### What you will do
In every one of the rows below, substitute "image" for "photo" and leave everything else unchanged. Omit the pictures from what you give back.

### Records for the exercise
···
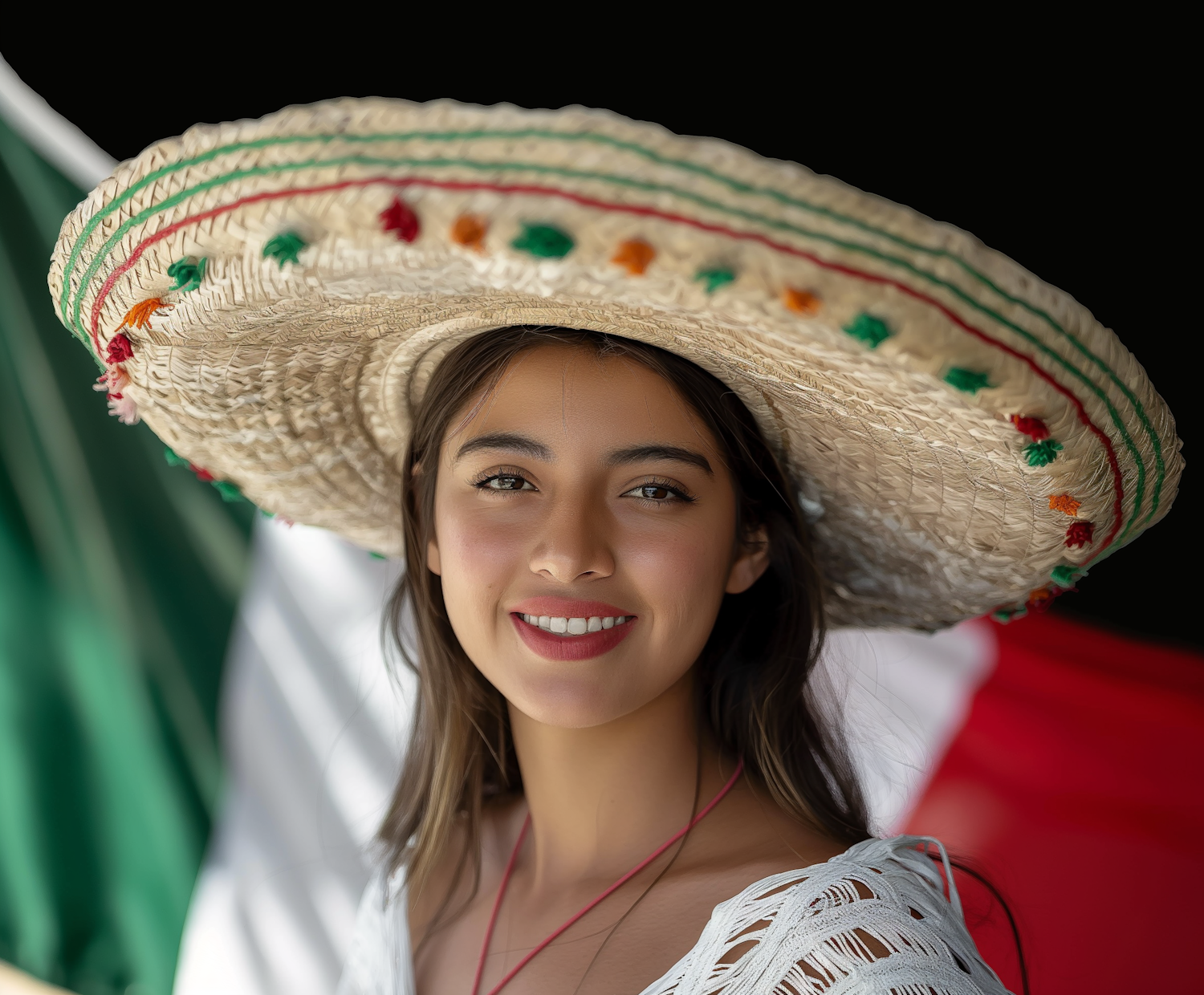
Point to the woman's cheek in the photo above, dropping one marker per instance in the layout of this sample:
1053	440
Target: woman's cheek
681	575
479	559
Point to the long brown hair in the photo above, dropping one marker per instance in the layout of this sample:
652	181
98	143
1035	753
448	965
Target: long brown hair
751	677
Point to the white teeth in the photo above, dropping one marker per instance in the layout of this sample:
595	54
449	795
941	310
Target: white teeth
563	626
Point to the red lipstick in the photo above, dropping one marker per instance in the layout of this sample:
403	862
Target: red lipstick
···
### Result of the task
Point to the woman's cheek in the image above, dropping one marker per instance in the layout of this sample:
1053	440
Target: woman's cheek
681	575
479	559
Point to the long brown hair in the image above, dropping one marker per instance in the layout of this sample:
652	181
98	143
1035	753
448	965
Target: long brown hair
751	677
Point to the white teeth in the image above, dropping one marker per instance in the layout of this sample:
595	54
449	795
941	310
Target: white teeth
563	626
Point to the red lipstick in the image above, dropping one marker per instance in the layout of this sample:
403	862
Target: red lipstick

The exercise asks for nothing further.